__RECORDS FOR THE EXERCISE__
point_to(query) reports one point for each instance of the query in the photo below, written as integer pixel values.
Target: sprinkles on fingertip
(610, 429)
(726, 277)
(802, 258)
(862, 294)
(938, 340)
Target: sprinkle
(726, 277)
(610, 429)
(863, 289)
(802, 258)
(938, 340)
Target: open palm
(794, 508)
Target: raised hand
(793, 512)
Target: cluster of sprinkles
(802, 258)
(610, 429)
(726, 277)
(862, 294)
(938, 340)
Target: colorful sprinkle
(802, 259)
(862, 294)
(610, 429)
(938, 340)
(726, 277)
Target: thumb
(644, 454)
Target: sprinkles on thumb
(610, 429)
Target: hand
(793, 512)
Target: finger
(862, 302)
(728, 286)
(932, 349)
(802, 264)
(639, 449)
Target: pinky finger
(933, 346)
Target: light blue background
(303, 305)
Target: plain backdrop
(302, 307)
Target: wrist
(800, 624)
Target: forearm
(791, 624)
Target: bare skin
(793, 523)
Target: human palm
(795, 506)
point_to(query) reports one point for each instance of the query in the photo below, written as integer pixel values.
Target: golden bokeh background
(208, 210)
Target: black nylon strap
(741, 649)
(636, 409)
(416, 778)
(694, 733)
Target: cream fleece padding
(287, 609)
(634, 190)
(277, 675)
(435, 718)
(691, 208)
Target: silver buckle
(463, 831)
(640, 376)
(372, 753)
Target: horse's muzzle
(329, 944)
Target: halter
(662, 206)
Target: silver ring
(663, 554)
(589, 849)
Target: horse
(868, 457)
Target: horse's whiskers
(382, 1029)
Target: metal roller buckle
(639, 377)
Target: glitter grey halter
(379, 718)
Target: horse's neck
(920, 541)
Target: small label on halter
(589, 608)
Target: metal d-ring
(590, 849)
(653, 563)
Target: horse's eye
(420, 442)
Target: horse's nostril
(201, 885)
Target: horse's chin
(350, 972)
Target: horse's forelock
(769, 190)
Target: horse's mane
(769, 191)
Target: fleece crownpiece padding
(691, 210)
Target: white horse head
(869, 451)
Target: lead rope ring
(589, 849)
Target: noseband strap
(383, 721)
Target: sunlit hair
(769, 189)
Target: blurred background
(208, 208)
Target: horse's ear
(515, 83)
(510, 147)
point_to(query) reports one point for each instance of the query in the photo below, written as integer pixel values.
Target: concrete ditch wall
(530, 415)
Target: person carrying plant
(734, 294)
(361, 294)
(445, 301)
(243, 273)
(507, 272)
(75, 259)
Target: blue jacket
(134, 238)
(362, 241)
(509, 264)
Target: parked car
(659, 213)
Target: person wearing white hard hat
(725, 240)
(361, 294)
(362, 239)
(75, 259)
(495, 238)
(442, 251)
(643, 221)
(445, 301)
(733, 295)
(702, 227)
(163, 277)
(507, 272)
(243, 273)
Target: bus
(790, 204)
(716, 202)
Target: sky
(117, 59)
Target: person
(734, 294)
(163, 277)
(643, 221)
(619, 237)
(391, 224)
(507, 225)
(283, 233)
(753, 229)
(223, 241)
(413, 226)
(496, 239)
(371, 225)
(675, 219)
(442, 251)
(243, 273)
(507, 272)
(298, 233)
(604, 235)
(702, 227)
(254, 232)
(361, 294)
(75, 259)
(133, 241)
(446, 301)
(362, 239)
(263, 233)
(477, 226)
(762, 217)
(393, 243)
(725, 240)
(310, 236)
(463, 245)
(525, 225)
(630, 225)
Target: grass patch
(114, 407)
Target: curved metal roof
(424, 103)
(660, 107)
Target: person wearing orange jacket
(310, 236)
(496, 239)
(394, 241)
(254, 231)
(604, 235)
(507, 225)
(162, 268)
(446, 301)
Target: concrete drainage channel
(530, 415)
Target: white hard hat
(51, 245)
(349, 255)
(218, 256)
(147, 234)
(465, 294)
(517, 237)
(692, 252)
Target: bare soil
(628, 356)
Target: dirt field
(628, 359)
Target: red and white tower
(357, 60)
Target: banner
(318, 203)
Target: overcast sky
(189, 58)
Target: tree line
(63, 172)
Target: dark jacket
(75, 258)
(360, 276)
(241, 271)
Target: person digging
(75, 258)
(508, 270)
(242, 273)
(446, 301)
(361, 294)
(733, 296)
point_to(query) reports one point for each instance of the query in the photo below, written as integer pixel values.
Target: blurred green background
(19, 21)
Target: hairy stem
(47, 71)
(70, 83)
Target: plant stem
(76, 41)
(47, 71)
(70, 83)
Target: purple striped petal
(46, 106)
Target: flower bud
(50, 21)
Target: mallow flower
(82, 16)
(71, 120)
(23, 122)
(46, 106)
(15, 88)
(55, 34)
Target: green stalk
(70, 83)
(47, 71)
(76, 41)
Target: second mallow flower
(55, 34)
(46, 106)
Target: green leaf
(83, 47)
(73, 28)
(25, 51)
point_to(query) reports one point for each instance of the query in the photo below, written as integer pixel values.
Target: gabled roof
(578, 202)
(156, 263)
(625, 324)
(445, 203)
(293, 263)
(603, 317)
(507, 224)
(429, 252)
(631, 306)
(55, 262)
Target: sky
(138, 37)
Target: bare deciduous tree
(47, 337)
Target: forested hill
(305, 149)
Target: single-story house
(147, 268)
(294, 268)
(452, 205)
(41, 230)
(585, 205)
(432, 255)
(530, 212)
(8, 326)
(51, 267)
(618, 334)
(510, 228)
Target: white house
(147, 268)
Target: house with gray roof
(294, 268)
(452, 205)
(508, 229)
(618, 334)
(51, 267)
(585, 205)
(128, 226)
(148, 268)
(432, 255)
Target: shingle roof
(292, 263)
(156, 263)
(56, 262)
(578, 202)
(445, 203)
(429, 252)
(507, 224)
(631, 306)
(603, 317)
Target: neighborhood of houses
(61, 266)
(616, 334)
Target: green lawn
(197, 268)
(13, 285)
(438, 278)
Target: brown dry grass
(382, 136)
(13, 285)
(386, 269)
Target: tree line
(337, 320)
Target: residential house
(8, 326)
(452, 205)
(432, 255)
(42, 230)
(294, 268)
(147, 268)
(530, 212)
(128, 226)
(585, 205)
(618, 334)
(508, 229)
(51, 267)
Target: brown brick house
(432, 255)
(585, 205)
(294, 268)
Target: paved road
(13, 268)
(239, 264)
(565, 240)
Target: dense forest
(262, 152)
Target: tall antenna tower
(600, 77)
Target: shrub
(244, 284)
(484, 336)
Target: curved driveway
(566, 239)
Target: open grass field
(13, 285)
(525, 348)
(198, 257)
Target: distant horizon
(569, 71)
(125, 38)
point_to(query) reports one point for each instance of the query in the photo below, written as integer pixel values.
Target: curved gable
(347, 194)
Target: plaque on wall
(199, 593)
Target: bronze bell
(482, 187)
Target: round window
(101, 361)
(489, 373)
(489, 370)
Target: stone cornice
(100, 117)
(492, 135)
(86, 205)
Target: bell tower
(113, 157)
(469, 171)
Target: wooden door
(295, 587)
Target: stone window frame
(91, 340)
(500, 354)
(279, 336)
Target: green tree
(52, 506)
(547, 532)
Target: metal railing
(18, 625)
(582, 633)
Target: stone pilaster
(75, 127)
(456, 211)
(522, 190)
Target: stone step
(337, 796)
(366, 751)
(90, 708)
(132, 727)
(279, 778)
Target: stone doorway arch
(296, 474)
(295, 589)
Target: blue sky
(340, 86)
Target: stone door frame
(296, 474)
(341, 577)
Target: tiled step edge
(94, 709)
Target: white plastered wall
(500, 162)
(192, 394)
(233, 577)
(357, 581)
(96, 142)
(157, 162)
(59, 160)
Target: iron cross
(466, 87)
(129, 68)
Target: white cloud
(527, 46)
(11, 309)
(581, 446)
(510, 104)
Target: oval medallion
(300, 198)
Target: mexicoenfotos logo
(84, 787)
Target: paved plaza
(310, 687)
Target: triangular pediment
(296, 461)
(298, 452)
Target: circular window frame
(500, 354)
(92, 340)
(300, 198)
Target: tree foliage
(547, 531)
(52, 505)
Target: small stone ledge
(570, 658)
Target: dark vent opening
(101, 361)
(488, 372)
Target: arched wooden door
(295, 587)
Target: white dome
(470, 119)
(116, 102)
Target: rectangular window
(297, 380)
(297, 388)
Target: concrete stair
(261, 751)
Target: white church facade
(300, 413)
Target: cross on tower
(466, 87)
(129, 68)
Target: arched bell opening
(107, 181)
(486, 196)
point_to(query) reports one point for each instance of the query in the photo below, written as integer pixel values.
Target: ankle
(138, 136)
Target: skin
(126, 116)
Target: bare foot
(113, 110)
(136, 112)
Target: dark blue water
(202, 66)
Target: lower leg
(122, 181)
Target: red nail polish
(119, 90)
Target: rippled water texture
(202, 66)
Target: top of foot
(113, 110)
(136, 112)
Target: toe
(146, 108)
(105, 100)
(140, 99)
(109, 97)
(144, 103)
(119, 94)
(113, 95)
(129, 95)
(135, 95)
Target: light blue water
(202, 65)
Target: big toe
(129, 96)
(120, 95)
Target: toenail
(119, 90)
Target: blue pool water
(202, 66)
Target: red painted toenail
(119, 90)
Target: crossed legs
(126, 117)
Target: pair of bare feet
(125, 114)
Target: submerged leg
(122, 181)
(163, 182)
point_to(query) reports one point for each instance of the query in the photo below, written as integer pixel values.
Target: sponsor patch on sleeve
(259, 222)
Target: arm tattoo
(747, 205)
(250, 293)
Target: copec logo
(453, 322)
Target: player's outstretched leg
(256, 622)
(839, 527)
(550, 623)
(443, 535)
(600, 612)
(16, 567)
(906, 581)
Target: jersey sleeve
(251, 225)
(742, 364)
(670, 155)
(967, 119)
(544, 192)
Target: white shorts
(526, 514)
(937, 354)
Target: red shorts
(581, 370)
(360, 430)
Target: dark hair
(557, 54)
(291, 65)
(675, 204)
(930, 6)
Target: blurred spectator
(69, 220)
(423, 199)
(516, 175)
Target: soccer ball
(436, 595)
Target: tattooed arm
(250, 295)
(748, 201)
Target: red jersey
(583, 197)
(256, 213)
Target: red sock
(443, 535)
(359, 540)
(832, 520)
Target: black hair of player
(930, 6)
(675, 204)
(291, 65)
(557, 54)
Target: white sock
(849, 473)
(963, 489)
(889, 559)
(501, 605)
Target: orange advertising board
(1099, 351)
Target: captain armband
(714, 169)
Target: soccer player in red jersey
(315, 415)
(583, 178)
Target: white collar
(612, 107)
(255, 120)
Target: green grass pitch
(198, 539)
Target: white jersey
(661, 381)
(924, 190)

__EXERCISE GOAL__
The answer consists only of the lines from the one containing "Target: skin" to the end of the records, each written out exactly.

__ANSWER FOR THE TASK__
Target: skin
(126, 116)
Target: bare foot
(113, 110)
(136, 112)
Target: dark blue water
(202, 66)
Target: lower leg
(122, 181)
Target: red nail polish
(119, 90)
Target: rippled water texture
(202, 66)
Target: top of foot
(113, 110)
(136, 112)
Target: toe
(146, 108)
(105, 100)
(140, 99)
(109, 97)
(144, 103)
(119, 94)
(113, 95)
(129, 95)
(135, 95)
Target: light blue water
(202, 65)
Target: big toe
(129, 96)
(120, 95)
Target: toenail
(119, 90)
Target: blue pool water
(202, 66)
Target: red painted toenail
(119, 90)
Target: crossed legs
(126, 117)
Target: pair of bare feet
(125, 114)
Target: submerged leg
(122, 181)
(163, 182)
point_to(query) reports one point for each instance of the query in the photo below, written as integer pixel values.
Target: sponsor patch on sleeve
(259, 222)
Target: arm tattoo
(747, 205)
(250, 293)
Target: copec logo
(453, 322)
Target: player's outstretched leg
(256, 622)
(839, 527)
(550, 623)
(443, 535)
(600, 612)
(16, 567)
(906, 581)
Target: jersey sleeve
(251, 225)
(742, 364)
(670, 155)
(967, 119)
(544, 192)
Target: white shorts
(526, 514)
(937, 354)
Target: red shorts
(581, 370)
(360, 430)
Target: dark hair
(557, 54)
(291, 65)
(675, 204)
(930, 6)
Target: blurred spectator
(69, 220)
(423, 199)
(516, 175)
Target: soccer ball
(436, 595)
Target: tattooed arm
(250, 295)
(748, 201)
Target: red jersey
(583, 197)
(256, 213)
Target: red sock
(443, 535)
(359, 540)
(832, 520)
Target: black hair of player
(930, 6)
(675, 204)
(291, 65)
(557, 54)
Target: white sock
(849, 473)
(963, 489)
(889, 559)
(501, 605)
Target: orange advertising board
(1099, 351)
Target: captain armband
(714, 169)
Target: soccer player in red jersey
(315, 415)
(583, 178)
Target: white collar
(612, 107)
(255, 120)
Target: green grass pitch
(198, 539)
Target: white jersey
(661, 381)
(924, 190)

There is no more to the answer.